— START INFORMATION PROVIDED —

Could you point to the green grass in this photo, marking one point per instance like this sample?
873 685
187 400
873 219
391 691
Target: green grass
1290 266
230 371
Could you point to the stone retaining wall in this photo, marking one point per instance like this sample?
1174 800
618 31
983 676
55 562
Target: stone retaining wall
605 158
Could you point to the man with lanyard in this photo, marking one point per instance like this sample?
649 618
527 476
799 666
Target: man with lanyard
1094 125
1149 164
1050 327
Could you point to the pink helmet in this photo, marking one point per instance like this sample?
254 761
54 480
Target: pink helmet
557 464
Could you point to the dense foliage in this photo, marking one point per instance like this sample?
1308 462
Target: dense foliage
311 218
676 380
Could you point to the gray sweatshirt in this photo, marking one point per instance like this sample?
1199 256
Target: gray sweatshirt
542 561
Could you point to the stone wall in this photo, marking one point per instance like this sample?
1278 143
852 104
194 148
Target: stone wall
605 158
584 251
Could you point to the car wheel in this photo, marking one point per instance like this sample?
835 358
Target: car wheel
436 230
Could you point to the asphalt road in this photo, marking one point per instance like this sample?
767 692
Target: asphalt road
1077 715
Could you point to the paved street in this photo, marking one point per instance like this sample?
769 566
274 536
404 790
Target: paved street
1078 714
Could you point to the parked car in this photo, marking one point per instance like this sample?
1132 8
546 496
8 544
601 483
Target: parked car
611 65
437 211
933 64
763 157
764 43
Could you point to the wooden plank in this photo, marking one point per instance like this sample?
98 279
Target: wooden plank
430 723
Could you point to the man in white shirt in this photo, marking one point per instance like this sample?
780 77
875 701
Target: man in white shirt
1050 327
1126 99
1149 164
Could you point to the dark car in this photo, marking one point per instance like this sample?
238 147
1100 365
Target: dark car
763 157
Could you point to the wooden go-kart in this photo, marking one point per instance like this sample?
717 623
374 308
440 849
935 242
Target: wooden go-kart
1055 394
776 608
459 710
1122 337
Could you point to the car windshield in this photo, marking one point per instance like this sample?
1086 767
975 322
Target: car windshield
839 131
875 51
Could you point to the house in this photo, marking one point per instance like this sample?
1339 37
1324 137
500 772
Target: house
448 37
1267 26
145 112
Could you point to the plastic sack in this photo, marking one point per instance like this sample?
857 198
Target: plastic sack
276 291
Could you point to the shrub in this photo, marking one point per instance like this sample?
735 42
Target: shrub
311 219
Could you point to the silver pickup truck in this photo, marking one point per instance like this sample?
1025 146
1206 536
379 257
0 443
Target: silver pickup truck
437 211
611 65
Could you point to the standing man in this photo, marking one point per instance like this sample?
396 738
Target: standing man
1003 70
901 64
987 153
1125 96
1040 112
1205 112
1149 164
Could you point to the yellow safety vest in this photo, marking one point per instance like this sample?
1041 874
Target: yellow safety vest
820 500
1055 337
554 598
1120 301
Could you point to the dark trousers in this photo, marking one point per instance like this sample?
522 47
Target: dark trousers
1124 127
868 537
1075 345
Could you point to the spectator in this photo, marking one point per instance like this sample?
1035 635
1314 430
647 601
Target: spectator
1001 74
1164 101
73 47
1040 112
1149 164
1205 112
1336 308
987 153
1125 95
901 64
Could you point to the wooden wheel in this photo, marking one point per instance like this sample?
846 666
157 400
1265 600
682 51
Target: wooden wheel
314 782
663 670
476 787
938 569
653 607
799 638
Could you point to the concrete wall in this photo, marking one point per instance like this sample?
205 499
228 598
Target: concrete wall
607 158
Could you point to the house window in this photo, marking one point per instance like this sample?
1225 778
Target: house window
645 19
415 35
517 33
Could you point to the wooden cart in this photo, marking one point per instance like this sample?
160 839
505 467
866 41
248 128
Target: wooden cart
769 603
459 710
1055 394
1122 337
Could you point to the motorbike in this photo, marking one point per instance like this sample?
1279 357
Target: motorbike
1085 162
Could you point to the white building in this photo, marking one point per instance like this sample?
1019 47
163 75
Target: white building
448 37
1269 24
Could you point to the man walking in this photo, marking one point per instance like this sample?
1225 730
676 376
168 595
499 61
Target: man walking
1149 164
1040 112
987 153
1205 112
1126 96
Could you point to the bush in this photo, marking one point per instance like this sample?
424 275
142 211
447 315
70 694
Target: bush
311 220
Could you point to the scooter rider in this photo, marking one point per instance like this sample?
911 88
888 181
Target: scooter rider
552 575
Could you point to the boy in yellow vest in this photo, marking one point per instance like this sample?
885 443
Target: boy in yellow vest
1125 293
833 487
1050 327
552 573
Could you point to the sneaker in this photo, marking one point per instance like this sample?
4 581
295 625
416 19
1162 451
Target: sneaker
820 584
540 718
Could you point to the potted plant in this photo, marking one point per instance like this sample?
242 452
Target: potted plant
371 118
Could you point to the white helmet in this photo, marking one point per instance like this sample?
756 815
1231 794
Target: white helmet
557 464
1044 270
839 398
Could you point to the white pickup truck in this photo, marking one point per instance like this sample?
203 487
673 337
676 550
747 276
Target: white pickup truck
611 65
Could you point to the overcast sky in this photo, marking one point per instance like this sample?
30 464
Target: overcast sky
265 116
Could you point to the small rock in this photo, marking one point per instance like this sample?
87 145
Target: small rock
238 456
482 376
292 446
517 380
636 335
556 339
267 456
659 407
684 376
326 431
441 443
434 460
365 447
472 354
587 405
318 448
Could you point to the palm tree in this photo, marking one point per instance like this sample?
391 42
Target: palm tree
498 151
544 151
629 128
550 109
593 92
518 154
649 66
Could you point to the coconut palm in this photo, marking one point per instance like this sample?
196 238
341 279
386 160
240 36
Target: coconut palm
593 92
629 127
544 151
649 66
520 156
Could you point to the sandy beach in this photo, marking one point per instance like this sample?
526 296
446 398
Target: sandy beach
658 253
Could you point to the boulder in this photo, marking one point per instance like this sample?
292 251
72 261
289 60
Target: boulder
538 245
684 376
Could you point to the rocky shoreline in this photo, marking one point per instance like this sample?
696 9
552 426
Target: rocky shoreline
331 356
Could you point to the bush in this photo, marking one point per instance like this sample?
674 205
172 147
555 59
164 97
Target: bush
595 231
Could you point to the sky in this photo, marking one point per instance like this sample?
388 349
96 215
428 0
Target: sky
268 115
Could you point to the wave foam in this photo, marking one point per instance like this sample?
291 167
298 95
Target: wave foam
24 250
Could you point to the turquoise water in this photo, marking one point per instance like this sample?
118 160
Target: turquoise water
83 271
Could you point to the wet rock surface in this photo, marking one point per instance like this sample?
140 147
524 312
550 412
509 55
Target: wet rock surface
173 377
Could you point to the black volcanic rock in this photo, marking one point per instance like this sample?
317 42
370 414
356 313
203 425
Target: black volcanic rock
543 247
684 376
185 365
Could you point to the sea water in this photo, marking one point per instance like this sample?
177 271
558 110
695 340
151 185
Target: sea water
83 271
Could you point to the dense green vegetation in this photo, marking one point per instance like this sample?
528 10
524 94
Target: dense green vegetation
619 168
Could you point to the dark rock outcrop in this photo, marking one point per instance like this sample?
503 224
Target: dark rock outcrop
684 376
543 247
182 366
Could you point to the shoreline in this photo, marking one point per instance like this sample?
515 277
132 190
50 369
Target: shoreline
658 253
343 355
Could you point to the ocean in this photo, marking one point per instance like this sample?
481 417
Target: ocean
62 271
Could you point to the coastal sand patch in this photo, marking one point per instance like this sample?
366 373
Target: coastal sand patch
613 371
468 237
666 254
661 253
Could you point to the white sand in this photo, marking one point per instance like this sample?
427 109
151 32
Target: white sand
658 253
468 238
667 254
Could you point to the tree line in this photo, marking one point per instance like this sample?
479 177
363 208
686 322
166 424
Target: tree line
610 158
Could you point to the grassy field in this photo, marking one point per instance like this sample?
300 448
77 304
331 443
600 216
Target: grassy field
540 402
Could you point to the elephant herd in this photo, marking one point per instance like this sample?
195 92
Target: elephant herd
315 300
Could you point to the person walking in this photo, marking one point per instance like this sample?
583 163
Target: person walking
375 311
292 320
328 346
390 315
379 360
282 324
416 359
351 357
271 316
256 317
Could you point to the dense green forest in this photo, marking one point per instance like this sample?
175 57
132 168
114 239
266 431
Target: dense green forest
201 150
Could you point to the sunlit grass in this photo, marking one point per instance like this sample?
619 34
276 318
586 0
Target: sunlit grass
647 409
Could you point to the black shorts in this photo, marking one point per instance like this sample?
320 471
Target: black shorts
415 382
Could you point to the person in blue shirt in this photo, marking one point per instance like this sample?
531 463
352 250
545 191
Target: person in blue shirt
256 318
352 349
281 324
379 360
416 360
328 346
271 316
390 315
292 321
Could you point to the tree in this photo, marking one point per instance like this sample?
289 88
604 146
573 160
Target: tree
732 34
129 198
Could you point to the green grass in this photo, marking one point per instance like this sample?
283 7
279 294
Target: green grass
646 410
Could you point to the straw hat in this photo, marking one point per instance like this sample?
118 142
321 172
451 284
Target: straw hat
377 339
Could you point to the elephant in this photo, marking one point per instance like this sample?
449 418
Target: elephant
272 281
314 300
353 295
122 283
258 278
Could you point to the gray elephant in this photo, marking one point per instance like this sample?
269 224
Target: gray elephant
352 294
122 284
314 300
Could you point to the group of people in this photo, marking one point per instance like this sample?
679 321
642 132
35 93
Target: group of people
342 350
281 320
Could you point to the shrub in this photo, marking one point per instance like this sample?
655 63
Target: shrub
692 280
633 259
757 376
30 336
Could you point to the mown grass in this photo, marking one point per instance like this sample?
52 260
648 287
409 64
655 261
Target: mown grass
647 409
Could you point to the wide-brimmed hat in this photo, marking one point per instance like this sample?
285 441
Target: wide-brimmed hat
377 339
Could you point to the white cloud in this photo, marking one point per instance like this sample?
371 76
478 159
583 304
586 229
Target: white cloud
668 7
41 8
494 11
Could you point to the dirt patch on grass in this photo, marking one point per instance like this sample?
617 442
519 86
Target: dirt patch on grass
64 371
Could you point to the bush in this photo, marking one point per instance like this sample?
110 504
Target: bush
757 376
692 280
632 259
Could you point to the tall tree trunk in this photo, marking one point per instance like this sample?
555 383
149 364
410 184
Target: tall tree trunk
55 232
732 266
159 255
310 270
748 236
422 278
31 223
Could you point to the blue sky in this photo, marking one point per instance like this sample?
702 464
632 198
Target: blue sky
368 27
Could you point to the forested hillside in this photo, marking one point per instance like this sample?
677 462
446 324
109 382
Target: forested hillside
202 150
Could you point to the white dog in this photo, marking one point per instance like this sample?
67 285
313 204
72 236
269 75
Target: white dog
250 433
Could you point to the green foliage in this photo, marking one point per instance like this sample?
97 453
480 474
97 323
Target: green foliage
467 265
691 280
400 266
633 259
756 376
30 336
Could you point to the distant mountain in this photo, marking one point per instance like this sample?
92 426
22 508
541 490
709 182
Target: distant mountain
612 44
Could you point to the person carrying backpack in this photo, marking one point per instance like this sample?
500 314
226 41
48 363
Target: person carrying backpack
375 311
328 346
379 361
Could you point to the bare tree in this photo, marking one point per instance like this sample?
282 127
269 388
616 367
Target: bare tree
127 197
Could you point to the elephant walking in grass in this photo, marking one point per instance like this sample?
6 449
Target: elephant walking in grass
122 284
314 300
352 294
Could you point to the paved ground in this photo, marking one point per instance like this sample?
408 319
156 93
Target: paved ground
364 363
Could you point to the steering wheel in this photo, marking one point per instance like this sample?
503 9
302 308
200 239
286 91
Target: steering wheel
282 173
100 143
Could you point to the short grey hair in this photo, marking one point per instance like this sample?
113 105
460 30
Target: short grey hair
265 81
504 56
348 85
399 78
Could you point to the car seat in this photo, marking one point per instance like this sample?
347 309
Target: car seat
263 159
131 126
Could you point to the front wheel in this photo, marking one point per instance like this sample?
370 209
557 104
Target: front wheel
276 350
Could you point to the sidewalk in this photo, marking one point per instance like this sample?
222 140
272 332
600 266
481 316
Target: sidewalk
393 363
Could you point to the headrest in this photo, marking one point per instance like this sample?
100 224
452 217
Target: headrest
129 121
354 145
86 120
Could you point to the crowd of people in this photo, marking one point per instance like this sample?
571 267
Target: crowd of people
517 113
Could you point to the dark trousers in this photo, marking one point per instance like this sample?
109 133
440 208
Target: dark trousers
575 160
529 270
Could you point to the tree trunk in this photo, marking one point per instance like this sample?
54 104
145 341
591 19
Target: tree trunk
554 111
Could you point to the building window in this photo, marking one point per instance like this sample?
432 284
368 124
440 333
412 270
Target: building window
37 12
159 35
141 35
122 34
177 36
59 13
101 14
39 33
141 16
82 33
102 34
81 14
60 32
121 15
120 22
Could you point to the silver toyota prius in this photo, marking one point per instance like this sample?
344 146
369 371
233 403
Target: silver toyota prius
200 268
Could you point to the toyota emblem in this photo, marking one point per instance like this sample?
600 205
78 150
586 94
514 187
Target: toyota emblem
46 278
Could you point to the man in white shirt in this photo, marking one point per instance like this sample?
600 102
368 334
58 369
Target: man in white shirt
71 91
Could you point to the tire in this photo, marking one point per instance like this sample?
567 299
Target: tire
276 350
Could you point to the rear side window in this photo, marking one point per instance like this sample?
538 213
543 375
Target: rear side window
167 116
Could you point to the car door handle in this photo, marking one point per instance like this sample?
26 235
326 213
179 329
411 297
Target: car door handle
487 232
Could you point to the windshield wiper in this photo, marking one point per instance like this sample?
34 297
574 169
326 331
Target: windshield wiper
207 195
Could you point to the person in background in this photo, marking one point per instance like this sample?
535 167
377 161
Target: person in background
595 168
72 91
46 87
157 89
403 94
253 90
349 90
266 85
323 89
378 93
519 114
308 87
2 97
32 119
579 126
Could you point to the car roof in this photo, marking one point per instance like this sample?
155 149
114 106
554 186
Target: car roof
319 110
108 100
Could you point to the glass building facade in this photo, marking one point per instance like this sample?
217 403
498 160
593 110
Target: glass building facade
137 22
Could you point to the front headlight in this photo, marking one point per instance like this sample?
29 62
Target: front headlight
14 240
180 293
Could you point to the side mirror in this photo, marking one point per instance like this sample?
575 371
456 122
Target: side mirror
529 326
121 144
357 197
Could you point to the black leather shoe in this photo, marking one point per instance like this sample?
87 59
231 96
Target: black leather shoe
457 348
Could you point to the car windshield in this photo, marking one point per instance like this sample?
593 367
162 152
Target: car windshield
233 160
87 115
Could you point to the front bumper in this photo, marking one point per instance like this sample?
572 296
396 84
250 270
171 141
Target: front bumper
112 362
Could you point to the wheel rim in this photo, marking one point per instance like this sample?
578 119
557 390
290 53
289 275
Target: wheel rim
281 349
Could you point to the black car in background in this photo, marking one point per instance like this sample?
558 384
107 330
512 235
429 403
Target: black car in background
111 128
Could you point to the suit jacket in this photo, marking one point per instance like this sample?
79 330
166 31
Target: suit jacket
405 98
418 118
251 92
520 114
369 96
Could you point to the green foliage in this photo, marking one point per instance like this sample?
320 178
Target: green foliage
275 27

— END INFORMATION PROVIDED —

WHAT YOU SHOULD DO: Write out the lines above, starting at the line that contains "Could you point to the wheel" and ending with the final line, and nothing else; copy them exactly.

FULL OUTPUT:
Could you point to the wheel rim in this photo, marking one point per instance like this sample?
578 119
557 390
290 53
289 275
Target: wheel rim
281 349
Could you point to the black car in background in this photo, marking one point per instance like this sample?
558 384
107 330
512 235
429 403
Target: black car in background
111 128
Could you point to the suit jacket in this photo, marking one point per instance like this sample?
79 330
166 31
Target: suit jacket
405 98
418 118
251 92
520 114
369 96
Could you point to the green foliage in this photo, marking one point per instance like this sample?
320 178
Target: green foliage
275 27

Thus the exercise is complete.